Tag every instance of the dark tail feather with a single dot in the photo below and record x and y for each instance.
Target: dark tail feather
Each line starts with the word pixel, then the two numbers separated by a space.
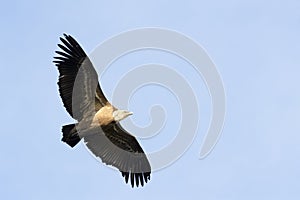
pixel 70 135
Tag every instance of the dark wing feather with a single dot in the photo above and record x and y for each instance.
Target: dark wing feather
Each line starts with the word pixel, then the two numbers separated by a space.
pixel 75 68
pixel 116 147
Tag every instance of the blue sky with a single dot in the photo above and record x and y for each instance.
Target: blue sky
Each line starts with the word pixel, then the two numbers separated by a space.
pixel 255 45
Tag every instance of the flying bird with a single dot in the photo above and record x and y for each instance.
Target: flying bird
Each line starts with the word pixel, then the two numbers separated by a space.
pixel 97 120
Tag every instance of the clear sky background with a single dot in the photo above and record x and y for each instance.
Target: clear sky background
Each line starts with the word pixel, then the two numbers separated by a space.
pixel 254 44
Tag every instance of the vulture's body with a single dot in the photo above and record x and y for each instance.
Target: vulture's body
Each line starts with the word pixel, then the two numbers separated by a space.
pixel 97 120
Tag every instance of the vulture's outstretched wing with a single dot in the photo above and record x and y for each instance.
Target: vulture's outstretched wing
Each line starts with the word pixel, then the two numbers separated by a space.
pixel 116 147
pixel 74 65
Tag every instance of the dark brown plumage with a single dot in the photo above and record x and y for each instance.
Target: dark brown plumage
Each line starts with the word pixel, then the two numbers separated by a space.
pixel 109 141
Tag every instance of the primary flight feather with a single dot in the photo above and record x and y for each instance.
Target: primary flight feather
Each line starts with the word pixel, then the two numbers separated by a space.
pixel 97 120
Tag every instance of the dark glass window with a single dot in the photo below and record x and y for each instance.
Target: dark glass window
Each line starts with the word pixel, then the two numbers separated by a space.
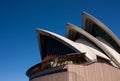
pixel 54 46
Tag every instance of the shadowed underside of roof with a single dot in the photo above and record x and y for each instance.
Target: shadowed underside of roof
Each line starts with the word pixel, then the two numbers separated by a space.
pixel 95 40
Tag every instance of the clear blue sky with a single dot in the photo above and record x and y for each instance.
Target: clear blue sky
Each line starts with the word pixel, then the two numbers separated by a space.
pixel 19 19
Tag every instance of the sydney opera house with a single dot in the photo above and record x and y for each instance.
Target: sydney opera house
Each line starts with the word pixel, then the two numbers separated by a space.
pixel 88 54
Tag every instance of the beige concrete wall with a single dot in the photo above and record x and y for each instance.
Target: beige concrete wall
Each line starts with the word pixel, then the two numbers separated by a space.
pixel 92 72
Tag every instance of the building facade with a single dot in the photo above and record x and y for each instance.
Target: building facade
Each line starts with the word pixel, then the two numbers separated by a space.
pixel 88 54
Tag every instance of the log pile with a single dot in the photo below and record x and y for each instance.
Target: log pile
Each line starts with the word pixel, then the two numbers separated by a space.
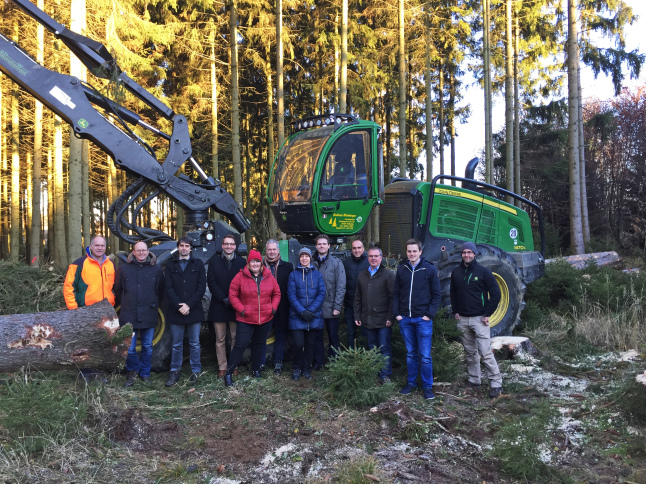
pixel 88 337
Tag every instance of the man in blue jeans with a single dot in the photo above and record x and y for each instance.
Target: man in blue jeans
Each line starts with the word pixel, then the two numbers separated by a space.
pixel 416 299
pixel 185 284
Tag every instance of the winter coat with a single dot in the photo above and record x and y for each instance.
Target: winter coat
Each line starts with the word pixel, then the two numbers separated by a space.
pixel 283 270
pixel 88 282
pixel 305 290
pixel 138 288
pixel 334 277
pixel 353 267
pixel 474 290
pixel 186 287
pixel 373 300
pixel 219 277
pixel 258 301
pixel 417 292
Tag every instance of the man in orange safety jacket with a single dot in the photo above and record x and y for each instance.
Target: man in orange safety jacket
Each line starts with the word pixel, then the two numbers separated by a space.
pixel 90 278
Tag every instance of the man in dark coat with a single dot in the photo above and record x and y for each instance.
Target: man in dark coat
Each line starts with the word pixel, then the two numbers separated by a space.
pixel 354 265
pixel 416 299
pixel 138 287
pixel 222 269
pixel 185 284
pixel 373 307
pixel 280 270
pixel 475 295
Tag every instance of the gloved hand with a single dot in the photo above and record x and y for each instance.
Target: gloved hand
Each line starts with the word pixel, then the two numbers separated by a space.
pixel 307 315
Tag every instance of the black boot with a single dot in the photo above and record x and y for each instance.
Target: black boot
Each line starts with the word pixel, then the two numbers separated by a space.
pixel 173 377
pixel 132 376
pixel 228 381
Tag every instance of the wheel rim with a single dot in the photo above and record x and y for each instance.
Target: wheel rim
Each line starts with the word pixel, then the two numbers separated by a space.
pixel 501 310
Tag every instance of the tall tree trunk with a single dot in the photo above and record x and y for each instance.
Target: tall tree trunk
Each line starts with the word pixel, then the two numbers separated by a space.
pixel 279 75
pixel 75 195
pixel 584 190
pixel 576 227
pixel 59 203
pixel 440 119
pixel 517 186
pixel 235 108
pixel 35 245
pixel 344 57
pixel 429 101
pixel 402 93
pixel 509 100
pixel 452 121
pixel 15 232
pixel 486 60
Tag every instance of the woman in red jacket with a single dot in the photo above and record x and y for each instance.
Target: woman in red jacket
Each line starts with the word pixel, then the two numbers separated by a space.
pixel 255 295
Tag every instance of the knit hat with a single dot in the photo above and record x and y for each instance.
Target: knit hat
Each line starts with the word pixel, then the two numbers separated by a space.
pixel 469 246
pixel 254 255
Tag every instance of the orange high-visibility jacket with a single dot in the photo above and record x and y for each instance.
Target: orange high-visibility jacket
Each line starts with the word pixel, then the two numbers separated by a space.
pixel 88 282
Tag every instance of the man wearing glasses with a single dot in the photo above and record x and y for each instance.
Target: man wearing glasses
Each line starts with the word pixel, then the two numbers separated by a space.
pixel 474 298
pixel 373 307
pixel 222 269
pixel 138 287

» Task objective: Rewrite all of the items above, changing each "single dot" to "small cross" and keeping the rest unchanged. Leave the pictures out.

» Task response:
Tag every instance of the dark tail feather with a small cross in the photo below and record x and y for each instance.
Target: dark tail feather
Each line starts with the word pixel, then the two numbers separated by a space.
pixel 70 135
Tag every instance of the dark wing feather with a small cross in the photo above and record x and y for each instance.
Target: dark wing feather
Each line starts with the word pixel, then the two numbers separated by a space.
pixel 75 68
pixel 116 147
Tag every instance of the blue sky with a small cross in the photo above and record x and y for each instance.
Target: blue sky
Each line starts with the word pixel, then the two numbers separated by a space.
pixel 255 45
Tag every instance of the flying bird with a small cross in the photo above and record x and y for each instance.
Target: flying bird
Each line starts with the word pixel, then the two numbers separated by a space.
pixel 97 120
Tag every instance of the clear sky background with a small cross in the photo above and record x and y for each instance.
Target: clear sky background
Each line starts with the word pixel, then the two numbers separated by a space.
pixel 254 44
Tag every instance of the vulture's body with a small cross in the photo above and record x and y for each instance.
Target: vulture's body
Each line starts with the word pixel, then the two numbers separated by a space.
pixel 97 120
Tag every instance of the vulture's outstretched wing with a small cross in the photo above and record x and y for each instance.
Target: vulture's outstretched wing
Each line starts with the word pixel, then the two numbers separated by a space.
pixel 116 147
pixel 74 65
Tag every instance of the dark brown plumage with a small cross in the photo above and record x and y for each instance.
Target: dark brown plumage
Each line starts with the word pixel, then the two numbers separated by a space.
pixel 109 141
Tag every instance of the primary flight feather with a small cross in the photo above and record x and y for each instance.
Target: primary flight feather
Each line starts with the word pixel, then the two numbers separated by a space.
pixel 97 120
Tag every instance of the dark glass window with a small cross in the photo below and record x and y for each instance.
Target: dark glass window
Each line starts with the word pixel, then the two numbers separated by a space.
pixel 54 46
Tag every instance of the shadowed underside of roof with a small cross in the photo above and record x and y for each instance.
Target: shadowed underside of roof
Each line starts with the word pixel, then the two numbers separated by a space.
pixel 95 40
Tag every instance of the clear blue sky with a small cross in the photo above and record x and y for each instance.
Target: clear blue sky
Each line starts with the word pixel, then the two numbers separated by a space.
pixel 19 19
Tag every instance of the sydney opera house with a small cross in the photo above and record x and y for each instance.
Target: sydney opera house
Each line starts with the word pixel, then the two numbers separated by a space.
pixel 88 54
Tag every instance of the beige concrete wall with a small cross in the photo above and record x and y for each instance.
Target: beige concrete wall
Each line starts with the word pixel, then the two numbers separated by a space.
pixel 92 72
Tag every instance of the building facade with a small cross in the photo above and record x and y for each instance.
Target: building facade
Each line starts with the word pixel, then the two numbers separated by a space.
pixel 88 54
Tag every instance of the log pile with a small cross in the photo below and record x and y for each instance.
Target: log pile
Each line starts with the word pixel, then the two numbers separated by a space.
pixel 88 337
Tag every instance of the man in blue jeans with a small cross in the photo above and record x and y for each instance.
Target: man in blue jeans
Each line starts with the word pixel, then the two numbers separated by a space.
pixel 416 299
pixel 185 284
Tag every instance of the winter coat with a small cross in the photo above and record x and y for each instance.
Target: winter coat
Each line starts with the word pixel, then the two numbers separated by a space.
pixel 283 270
pixel 88 282
pixel 305 290
pixel 138 288
pixel 334 277
pixel 353 267
pixel 474 290
pixel 186 287
pixel 373 300
pixel 219 277
pixel 258 301
pixel 417 292
Tag every instance of the man in orange safety jacket with a small cross in the photo above and record x and y for each instance.
Target: man in orange safety jacket
Each line starts with the word pixel, then the two numbers separated by a space.
pixel 90 278
Tag every instance of the man in dark coat with a small cross in the photo above and record x and y for each instance.
Target: man in dark coat
Each line starts with the word pixel, then the two numbers separated by a space.
pixel 354 265
pixel 416 299
pixel 138 287
pixel 222 269
pixel 185 284
pixel 373 307
pixel 280 270
pixel 475 295
Tag every instance of the gloved hand with a small cross in the photo above and record x and y for each instance.
Target: gloved hand
Each line starts with the word pixel, then the two numbers separated by a space.
pixel 307 315
Tag every instance of the black boot with a small cross in the photo above and record x and y for each instance.
Target: black boot
Each line starts with the word pixel, then the two numbers separated by a space.
pixel 173 377
pixel 132 376
pixel 228 381
Tag every instance of the wheel rim with a small cross in the photo above and record x and y for each instance.
Target: wheel rim
Each line starts with the word pixel, then the two numbers separated by a space.
pixel 501 310
Tag every instance of the tall tree trunk with a small cross in the photo above and record x and y for each instance.
Target: tall tree trunk
Each line starts with the word pixel, then the two numbers separated by a space.
pixel 279 75
pixel 75 195
pixel 584 190
pixel 576 227
pixel 59 203
pixel 440 119
pixel 517 186
pixel 235 108
pixel 35 245
pixel 344 57
pixel 429 101
pixel 402 93
pixel 509 100
pixel 452 121
pixel 15 232
pixel 486 60
Tag every instance of the woman in red jacket with a small cross in the photo above and record x and y for each instance.
Target: woman in red jacket
Each line starts with the word pixel, then the two numbers separated by a space.
pixel 255 295
Tag every instance of the knit hat with a small cross in the photo above and record x and y for each instance.
Target: knit hat
Each line starts with the word pixel, then the two numbers separated by a space.
pixel 469 246
pixel 254 255
Tag every instance of the orange high-visibility jacket with a small cross in the photo above and record x and y for each instance.
Target: orange high-visibility jacket
Each line starts with the word pixel, then the two numbers separated by a space.
pixel 88 282
Tag every instance of the man wearing glasses with a small cross in the photo above and record x and y for each instance.
Target: man wearing glasses
Each line starts with the word pixel, then the two numbers separated by a space.
pixel 474 298
pixel 373 307
pixel 222 269
pixel 138 287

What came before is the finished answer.